Request:
Write out every line of the entries below as a numbered list, leaving out any blank lines.

++++++++++++++++++++

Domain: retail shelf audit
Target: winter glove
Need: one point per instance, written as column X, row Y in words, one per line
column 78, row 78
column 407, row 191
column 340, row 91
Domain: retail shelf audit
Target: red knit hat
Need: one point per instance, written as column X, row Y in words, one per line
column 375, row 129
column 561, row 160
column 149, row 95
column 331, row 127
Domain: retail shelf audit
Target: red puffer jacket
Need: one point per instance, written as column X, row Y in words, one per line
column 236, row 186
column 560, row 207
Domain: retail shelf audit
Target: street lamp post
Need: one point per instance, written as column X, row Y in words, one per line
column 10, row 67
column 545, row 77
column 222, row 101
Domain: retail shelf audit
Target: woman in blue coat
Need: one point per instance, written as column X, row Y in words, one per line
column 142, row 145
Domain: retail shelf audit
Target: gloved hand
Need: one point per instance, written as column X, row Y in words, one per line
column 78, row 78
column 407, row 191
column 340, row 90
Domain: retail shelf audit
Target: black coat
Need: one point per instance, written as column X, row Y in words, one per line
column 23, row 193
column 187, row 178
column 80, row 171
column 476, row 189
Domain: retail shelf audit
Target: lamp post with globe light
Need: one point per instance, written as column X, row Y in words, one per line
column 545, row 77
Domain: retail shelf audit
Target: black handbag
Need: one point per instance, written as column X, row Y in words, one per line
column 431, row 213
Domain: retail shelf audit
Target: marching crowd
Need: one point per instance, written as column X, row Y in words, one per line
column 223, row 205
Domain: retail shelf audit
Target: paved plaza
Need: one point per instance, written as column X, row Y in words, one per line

++++++++++++++++++++

In response:
1. Domain: retail shelf audit
2. Target: winter glove
3. Need: one point per instance, written as column X, row Y in words, one per line
4. column 78, row 78
5. column 407, row 191
6. column 340, row 91
7. Domain: retail shelf audit
8. Target: red knit hat
9. Need: one point per instance, written as column X, row Y in words, one per line
10. column 375, row 129
11. column 561, row 160
12. column 149, row 95
13. column 331, row 127
14. Domain: retail shelf audit
15. Target: red puffer jacket
16. Need: one point per instance, written as column X, row Y in words, one per line
17. column 236, row 186
18. column 560, row 207
19. Domain: retail shelf audit
20. Target: street lamp post
21. Need: one point per instance, written as column X, row Y in words, one per line
22. column 10, row 67
23. column 545, row 77
24. column 222, row 101
25. Domain: retail shelf audit
26. Target: woman in blue coat
27. Need: one point per instance, written as column X, row Y in words, one per line
28. column 142, row 145
29. Domain: retail shelf audit
30. Target: gloved hand
31. Need: one point per instance, written as column X, row Y in words, one per line
32. column 78, row 78
33. column 407, row 191
34. column 340, row 90
35. Domain: retail shelf audit
36. Target: black coat
37. Need: one point per instance, written as column X, row Y in words, one per line
38. column 23, row 193
39. column 187, row 178
40. column 80, row 171
41. column 476, row 189
42. Domain: retail shelf audit
43. Target: lamp post with globe light
44. Need: one point per instance, written as column X, row Y in words, one per line
45. column 545, row 77
46. Domain: retail shelf audit
47. Target: black handbag
48. Need: one point per instance, written as column X, row Y in words, one per line
49. column 431, row 213
50. Domain: retail shelf audit
51. Target: marching crowd
52. Need: one point per instance, written as column X, row Y in words, one per line
53. column 223, row 205
54. Domain: retail shelf audit
55. Target: paved plaza
56. Need: one point per instance, written as column X, row Y in words, one per line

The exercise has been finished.